Sentarlo al Señor a la mesa es dejar al desnudo lo que somos. En la mesa no se puede disimular, sobre todo cuando no hay lugar para embellecerala. En torno a la mesa sabemos si hay amistad, unidad, si hay odio, división en la familia, en nuestra comunidad, y es el lugar donde la falta de intimidad se revela más dolorosamente. En la mesa se hacen reales la familia, la comunidad, la amistad, la hospitalidad, la generosidad.

 


Estalla la misión


En la segunda parte del relato que estamos metidando, los discípulos vuelven de Emaús y ya todo ha cambiado. Las pérdidas ya no es algo que los debilita, ni la casa es un lugar vacío, sino que los caminantes que antes estaban abatidos vuelven con alegría, con paz, con esperanza, se les ha dado un nuevo corazón y un nuevo espíritu. Ya no son dos que se consuelan mientras lloran lo perdido, ahora tienen una nueva misión y algo que decir en común. Rápido se pusieron en camino para volver a Jerusalén. Los demás necesitan saber que no ha terminado todo, que Él está vivo y que ellos lo han reconocido al partir el pan.


“Apresurémonos”, se dicen el uno al otro. Se calzan las sandalias, se cubren con el manto, se ponen en camino, y dice el texto “Levantándose al momento, se volvieron a Jerusalén”. Qué diferencia entre el modo en que iban y el modo en el que vuelven. La duda se convierte en fe, la desesperación en esperanza, el miedo se ha convertido en amor.


Volver a Jerusalén no es fácil, la Eucaristía no termina con la comunión, termina con la misión. “Vayan y cuéntenlo”. Vuelven al lugar donde salieron, Jesús no los manda a tierras lejanas. Nos manda a los nuestros que muchas veces son los más difíciles. A veces uno puede estar tentado y quiere ir a llevar el mensaje a otro lado dejando de ser testigo de la resurrección en nuestra propia casa.


Todos los encuentros con Cristo resucitado se vuelven misión, se vuelven anuncio, para volver a la comunidad y no quedarse en sí mismo. Siempre necesita el espacio del anuncio. La misión referida a la familia, los amigos, quienes son importante en nuestra vida. Qué gran desafío, la autenticidad de nuestra experiencia es puesta en prueba por quienes nos conocen. Lo más difícil es hacer de manifiesta la resurrección con los que conocen nuestra impaciencia, nuestros resentimientos, nuestras relaciones desechas, nuestras promesas incumplidas y nuestros compromisos rotos.

* * *

◆ Ejercicios por resolver ◆
1. Resume en forma de lista el párrafo del pasaje sobre Emaús que comienza con "Volver a Jerusalén no es fácil" y conserva sus datos principales.
2. Transcribe sin cambios el fragmento del pasaje sobre Emaús que se abre con las palabras que contienen "En la segunda" y se cierra con "partir el pan.".
Los registros no intervienen en nada de esto.

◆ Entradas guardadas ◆
* * *

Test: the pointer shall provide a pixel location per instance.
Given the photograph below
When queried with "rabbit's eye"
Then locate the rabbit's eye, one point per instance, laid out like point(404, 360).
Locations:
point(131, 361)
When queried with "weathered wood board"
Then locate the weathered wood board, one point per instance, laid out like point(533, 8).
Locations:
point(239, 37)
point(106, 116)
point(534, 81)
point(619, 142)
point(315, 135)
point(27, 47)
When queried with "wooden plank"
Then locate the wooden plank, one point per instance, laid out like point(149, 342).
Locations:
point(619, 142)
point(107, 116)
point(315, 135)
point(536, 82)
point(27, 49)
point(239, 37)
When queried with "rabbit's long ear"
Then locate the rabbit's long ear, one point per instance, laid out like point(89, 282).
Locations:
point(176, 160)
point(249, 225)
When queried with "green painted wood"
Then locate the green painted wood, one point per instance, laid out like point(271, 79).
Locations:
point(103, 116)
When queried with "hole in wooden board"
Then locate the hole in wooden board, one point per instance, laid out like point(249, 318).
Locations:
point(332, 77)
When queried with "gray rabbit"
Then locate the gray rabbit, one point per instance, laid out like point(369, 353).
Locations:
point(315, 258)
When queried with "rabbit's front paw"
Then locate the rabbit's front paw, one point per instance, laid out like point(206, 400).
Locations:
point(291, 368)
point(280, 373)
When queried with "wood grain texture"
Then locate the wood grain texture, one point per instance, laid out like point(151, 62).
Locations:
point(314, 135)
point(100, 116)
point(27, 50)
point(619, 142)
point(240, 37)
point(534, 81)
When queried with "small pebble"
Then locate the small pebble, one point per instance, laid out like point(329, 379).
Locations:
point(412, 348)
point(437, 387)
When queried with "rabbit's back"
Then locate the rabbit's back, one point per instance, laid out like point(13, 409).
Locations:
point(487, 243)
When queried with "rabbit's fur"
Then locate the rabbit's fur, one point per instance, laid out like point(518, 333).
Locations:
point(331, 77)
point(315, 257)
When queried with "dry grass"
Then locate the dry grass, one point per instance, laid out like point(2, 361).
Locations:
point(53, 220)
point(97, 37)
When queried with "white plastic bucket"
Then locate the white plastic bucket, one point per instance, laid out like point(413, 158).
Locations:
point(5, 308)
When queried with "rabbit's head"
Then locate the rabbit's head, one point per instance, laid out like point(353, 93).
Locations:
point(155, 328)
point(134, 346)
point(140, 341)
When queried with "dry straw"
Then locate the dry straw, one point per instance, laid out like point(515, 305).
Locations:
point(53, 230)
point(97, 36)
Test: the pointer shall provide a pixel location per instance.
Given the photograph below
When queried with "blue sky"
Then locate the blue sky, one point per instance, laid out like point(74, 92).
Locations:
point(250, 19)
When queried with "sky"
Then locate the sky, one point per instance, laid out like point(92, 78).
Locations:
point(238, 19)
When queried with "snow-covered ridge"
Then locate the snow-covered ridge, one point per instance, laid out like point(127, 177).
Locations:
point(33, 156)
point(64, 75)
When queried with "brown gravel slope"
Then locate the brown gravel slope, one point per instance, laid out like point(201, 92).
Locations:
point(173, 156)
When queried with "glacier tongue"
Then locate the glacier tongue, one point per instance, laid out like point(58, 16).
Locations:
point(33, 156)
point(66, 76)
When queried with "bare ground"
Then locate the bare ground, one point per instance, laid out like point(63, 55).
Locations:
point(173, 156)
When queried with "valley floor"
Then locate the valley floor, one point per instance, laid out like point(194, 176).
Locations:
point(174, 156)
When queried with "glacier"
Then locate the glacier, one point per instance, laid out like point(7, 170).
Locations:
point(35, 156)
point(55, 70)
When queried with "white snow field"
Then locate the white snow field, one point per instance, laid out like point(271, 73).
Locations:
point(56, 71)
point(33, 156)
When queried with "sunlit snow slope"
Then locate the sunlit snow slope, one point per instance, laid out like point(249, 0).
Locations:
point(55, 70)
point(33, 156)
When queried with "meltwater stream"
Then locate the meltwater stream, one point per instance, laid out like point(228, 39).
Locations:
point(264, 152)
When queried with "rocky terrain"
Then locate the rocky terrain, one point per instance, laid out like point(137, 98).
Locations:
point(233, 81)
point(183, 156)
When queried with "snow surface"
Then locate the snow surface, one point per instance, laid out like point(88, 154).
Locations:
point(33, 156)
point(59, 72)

* * *

◆ Respuestas ◆
1.
- Volver a Jerusalén no es fácil.
- La Eucaristía no termina con la comunión, sino con la misión: "Vayan y cuéntenlo".
- Los discípulos vuelven al lugar del que salieron; Jesús no los manda a tierras lejanas.
- Nos manda a los nuestros, que muchas veces son los más difíciles.
- A veces existe la tentación de llevar el mensaje a otro lado y dejar de ser testigo de la resurrección en la propia casa.

2.
En la segunda parte del relato que estamos metidando, los discípulos vuelven de Emaús y ya todo ha cambiado. Las pérdidas ya no es algo que los debilita, ni la casa es un lugar vacío, sino que los caminantes que antes estaban abatidos vuelven con alegría, con paz, con esperanza, se les ha dado un nuevo corazón y un nuevo espíritu. Ya no son dos que se consuelan mientras lloran lo perdido, ahora tienen una nueva misión y algo que decir en común. Rápido se pusieron en camino para volver a Jerusalén. Los demás necesitan saber que no ha terminado todo, que Él está vivo y que ellos lo han reconocido al partir el pan.